Assigned task: Once the line with "green foliage?" is found in the data, output it and each following line exactly, up to and including the line with "autumn tree?", and nothing before or after.

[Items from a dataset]

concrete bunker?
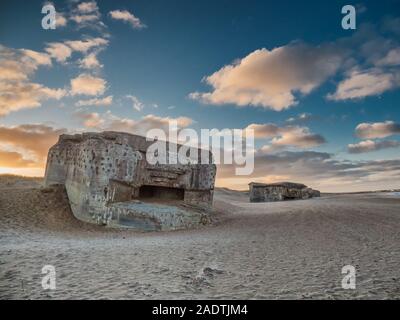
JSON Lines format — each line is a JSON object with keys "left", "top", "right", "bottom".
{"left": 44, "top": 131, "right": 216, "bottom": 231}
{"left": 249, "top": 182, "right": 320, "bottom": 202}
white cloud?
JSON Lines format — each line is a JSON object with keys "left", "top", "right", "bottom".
* * *
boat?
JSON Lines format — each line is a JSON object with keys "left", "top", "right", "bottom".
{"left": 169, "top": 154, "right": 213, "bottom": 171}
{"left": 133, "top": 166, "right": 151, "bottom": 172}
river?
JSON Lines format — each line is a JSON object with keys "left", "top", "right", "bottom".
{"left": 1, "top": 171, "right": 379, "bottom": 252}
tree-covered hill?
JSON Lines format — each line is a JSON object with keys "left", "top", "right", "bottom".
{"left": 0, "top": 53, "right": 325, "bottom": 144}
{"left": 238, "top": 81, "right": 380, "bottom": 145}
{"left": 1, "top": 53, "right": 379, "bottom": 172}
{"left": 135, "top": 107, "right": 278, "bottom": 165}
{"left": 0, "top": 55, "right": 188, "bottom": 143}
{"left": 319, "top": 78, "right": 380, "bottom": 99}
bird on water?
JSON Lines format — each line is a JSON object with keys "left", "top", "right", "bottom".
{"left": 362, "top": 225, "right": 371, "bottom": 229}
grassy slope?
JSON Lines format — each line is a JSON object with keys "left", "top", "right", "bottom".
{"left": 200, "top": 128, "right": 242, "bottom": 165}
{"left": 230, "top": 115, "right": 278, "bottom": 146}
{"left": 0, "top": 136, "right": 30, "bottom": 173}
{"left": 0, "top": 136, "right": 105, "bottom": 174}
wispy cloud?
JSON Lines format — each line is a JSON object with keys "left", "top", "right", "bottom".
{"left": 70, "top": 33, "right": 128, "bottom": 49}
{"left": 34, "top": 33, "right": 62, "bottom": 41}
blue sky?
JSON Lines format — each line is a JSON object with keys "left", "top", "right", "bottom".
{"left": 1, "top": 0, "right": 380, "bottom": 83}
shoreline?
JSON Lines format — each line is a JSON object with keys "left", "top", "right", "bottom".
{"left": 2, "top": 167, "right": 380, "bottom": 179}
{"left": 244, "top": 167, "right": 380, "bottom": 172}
---
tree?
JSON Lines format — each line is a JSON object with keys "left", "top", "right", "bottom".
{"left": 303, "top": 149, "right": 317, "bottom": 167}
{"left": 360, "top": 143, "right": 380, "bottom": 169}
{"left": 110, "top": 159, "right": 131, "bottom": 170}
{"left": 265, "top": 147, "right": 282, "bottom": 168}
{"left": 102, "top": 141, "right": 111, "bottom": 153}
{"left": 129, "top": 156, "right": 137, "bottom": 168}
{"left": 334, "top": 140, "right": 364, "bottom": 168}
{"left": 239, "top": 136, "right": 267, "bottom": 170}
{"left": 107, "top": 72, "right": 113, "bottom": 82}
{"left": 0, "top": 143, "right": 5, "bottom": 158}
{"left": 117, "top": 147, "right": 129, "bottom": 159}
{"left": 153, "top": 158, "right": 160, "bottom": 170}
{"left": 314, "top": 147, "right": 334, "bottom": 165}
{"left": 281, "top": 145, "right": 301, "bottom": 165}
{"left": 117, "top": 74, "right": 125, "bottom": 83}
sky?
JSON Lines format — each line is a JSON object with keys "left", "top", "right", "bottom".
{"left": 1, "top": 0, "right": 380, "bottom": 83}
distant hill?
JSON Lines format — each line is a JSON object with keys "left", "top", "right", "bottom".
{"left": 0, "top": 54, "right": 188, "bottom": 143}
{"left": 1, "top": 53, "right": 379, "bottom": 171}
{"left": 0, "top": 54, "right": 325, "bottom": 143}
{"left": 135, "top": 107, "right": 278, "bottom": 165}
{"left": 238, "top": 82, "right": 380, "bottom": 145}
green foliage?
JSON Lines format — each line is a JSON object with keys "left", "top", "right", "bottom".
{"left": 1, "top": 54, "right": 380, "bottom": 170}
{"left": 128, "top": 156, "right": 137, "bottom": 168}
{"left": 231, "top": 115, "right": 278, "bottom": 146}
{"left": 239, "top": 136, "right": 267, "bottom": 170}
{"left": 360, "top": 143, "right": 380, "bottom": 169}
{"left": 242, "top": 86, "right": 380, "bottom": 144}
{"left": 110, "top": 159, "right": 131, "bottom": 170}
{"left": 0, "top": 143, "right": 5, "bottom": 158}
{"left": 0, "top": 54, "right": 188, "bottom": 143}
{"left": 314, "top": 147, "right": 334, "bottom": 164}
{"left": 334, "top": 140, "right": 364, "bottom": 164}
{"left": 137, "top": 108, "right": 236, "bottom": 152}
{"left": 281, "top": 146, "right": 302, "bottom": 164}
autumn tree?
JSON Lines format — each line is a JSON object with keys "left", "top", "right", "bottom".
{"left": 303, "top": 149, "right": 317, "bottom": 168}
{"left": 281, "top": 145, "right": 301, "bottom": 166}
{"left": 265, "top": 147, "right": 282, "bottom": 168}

Written answer:
green foliage?
JSON Lines format — each line is a JSON object with keys "left", "top", "right", "bottom".
{"left": 1, "top": 54, "right": 380, "bottom": 170}
{"left": 128, "top": 156, "right": 137, "bottom": 168}
{"left": 231, "top": 115, "right": 278, "bottom": 146}
{"left": 239, "top": 136, "right": 267, "bottom": 170}
{"left": 360, "top": 143, "right": 380, "bottom": 169}
{"left": 242, "top": 86, "right": 380, "bottom": 144}
{"left": 110, "top": 159, "right": 131, "bottom": 170}
{"left": 0, "top": 143, "right": 5, "bottom": 158}
{"left": 0, "top": 54, "right": 188, "bottom": 143}
{"left": 314, "top": 147, "right": 334, "bottom": 164}
{"left": 334, "top": 140, "right": 364, "bottom": 164}
{"left": 137, "top": 108, "right": 236, "bottom": 152}
{"left": 281, "top": 146, "right": 302, "bottom": 164}
autumn tree?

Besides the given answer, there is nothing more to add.